:: 検討用の本文 ::

ニッポン放送「飯田浩司のOK! Cozy up!」(8月3日放送)に経済アナリストのジョセフ・クラフトが出演。7月の消費者態度指数が2ヵ月連続で改善されたというニュースについて解説した。
消費者態度指数
内閣府が8月2日に発表した7月の消費動向調査によると、向こう半年間の消費者心理を示す消費者態度指数は前月比0・1ポイント上昇の37・5で、2ヵ月連続で改善。態度指数は新型コロナウイルス流行前の2020年2月調査(38・4)以降もっとも高い水準であった。
飯田)半年間の暮らし向きや収入の増え方、雇用環境、それから耐久消費財の買いどき判断について、動向調査を実施するものです。これはいいニュースと見ていいのですか?
クラフト)いいニュースなのですけれども、これは消費者の心理的なものです。1月からのデータの動きを見ると、全部ワクチンと関連しているのです。例えば消費者マインドが最初に反発したのは3月です。
ワクチン接種の普及が経済につながる
クラフト)2月に「ワクチンを供給する」と政府が発表して期待が上がり、この指数が「ポン」と跳ねた。その後、ワクチンが失敗してしまって、そこからまた下がるのです。
飯田)なかなか始まらないぞ、と。
クラフト)今回もまた6月に跳ねたのです。やはり6月末に職域接種が始まり、「これで広まる」ということで、消費者マインドもよくなった。つまり、とにかくワクチンを早く多く普及するということが、経済にとってもいいということを証明しているのです。
飯田)それは諸外国を見ても同じ傾向ですか?
クラフト)同じです。アメリカは度が過ぎているのですけれどね。ワクチン接種率が5割近くになると、みんなもう何でもないと見て、普通に過ごす。そしたらまた、デルタ株で大変だとなっています。
飯田)ニューヨークの市長は「マスクをしなさい」と言っていますよね。

(ある集成から抜き出した記録)
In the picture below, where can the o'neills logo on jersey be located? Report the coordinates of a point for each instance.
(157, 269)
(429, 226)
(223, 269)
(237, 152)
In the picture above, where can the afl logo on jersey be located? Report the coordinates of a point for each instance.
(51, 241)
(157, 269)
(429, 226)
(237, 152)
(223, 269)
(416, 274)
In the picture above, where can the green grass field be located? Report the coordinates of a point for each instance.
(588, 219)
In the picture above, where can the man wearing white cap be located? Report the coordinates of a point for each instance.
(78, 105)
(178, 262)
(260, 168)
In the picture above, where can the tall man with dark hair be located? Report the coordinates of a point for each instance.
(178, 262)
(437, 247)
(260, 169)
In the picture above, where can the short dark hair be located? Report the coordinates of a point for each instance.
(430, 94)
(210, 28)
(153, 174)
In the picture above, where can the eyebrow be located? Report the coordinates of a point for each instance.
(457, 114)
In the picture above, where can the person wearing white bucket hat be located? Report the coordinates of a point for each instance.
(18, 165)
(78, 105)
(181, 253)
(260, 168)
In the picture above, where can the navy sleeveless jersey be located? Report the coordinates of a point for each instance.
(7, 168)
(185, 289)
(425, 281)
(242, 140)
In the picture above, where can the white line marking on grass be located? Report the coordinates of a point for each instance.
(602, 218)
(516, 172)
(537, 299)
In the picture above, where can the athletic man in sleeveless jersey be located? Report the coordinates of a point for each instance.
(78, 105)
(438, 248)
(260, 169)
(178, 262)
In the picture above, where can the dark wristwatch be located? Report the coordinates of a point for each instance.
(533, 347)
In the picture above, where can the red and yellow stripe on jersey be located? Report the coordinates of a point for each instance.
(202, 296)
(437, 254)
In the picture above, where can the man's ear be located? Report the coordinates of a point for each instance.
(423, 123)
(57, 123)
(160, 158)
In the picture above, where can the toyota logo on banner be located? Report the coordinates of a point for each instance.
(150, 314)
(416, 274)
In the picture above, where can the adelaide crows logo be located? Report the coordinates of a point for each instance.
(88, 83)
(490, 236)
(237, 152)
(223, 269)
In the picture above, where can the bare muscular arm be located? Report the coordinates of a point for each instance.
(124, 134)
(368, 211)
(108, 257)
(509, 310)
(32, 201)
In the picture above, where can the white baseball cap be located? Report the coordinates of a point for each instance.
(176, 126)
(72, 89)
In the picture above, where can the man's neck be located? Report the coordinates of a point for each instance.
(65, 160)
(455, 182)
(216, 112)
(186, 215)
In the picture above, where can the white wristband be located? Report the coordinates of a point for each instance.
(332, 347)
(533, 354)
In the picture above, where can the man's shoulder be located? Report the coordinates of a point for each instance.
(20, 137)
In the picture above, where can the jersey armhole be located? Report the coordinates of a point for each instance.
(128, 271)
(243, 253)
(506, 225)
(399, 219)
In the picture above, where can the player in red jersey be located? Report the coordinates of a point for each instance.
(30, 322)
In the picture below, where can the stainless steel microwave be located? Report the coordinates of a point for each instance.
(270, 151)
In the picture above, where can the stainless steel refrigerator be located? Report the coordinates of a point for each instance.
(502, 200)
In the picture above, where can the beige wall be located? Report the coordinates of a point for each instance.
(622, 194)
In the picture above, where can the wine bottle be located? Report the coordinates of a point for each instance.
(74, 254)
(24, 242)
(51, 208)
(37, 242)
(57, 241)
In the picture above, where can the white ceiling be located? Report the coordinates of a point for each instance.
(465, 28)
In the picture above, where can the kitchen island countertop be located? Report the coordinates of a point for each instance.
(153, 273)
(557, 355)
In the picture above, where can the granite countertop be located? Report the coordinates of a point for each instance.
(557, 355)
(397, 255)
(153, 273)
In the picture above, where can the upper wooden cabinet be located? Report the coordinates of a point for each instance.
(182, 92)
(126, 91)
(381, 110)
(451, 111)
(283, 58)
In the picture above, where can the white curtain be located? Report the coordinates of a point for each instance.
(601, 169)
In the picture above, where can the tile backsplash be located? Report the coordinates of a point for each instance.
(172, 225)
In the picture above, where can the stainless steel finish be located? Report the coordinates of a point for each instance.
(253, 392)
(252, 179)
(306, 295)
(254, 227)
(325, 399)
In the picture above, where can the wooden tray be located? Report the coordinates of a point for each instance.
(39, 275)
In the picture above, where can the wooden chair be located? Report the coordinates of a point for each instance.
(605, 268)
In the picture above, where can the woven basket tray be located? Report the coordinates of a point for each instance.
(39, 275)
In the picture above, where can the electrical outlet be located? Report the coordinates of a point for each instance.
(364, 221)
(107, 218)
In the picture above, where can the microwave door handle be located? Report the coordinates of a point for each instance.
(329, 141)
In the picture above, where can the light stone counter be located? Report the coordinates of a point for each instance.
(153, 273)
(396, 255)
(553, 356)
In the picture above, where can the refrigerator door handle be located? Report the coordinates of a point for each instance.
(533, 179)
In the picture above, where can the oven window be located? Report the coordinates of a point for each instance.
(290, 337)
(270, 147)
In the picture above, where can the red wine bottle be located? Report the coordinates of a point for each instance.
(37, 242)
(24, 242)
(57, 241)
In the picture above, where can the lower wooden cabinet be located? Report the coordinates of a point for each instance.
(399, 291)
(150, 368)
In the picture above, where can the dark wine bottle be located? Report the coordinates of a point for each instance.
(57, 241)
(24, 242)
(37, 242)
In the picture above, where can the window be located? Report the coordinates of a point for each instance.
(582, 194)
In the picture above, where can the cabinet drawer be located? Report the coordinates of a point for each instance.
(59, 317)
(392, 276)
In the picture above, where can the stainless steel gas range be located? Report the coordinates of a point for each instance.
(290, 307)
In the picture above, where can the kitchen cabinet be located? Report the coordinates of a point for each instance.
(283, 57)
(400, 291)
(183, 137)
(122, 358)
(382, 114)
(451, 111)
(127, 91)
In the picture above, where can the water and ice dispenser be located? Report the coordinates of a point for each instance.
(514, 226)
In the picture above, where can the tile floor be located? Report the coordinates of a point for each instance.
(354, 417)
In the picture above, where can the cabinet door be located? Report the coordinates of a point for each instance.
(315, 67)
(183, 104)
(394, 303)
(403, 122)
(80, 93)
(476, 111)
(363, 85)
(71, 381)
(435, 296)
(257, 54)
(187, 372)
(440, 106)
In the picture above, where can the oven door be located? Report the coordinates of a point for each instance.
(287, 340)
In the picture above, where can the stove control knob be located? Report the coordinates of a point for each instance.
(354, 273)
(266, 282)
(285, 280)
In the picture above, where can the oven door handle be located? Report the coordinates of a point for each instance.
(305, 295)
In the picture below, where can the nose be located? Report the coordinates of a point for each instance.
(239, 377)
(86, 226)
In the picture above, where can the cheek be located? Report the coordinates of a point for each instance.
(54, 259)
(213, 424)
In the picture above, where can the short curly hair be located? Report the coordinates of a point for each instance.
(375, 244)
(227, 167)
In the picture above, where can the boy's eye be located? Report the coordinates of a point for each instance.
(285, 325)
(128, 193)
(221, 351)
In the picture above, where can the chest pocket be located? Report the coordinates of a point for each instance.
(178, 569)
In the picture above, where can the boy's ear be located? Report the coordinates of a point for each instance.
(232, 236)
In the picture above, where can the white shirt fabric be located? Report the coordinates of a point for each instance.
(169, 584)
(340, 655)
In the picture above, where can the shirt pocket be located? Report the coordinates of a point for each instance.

:: 取り組む課題 ::
1) 消費者態度指数をめぐる解説によると、内閣府が発表した7月の消費者態度指数はいくつで、前月から何ポイント上がったか。
2) 消費者態度指数をめぐる解説の続きを、最後の文の後から書き継ぐこと。

:: 課題ごとの解答 ::
1) 7月の消費者態度指数は37・5で、前月から0・1ポイント上がった。

2)
クラフト)ですので、いいことなのだけれど、ワクチンが普及したからといって、「何でもしていい」というわけではありません。とにかくワクチンが大事だということですね。
アメリカで3割がワクチン接種を拒否
飯田)そう考えると、少し前までは、ワクチンを打つ人が足りないと言われていたものが、打つ方が回って来たら、今度は打つワクチンが足りないと。
クラフト)これは政府が試行錯誤して供給に努めて行くしかありません。いまアメリカで問題になっているのは、3割ぐらいの人がワクチンを打ちたくないということで、打たないのです。それによって集団免疫獲得が達成できない。日本でもそういう方がいらっしゃると思います。できるだけ安心して受けられるように、正しいデータを出すことが必要です。ワクチンを2回打てば、感染力は低くなるのです。そして、もっと重要なのは、重症化する可能性が極めて低くなるということです。正しいデータをみんなが知るということが大事です。これはメディアの責任が問われます。
抗体カクテルや治療薬の承認を進めるべき~感染を「ゼロ」にすることは不可能
飯田)いま、主にファイザー社製とモデルナ社製を日本では打っていますけれども、それに加えて、アストラゼネカ社製も一部で使って行くことになるのですか?
クラフト)供給難になっているので、アストラゼネカの場合は一定の年齢以上、40代の方が対象ですので、より若い方にはファイザーとモデルナを回して行くのでしょう。ワクチンに加えて大事なことは、抗体カクテルや治療薬の承認を早く進めて、重症化を防ぐということです。感染を完全になくすことは無理なので、「ウィズコロナ」ということを考えなくてはなりません。大事なことは重症化することと死者の増加を防ぐことです。政府もそこに重点的に力を入れて行けば、多少は安心感が増えるのではないかと思います。
飯田)その進捗がどうなのかを示してくれると。
メディアには正しい報道を
クラフト)そこは政府の発信力やコミュニケーション力が問われるところです。メディアも、特にワイドショーなどで、過激でネガティブなところだけに特化して報道しがちです。プラス面やバランスの取れた報道がされなければ、国民は何が正しいかわかりません。メディアには、いい面と悪い面の両方を報道して欲しいです。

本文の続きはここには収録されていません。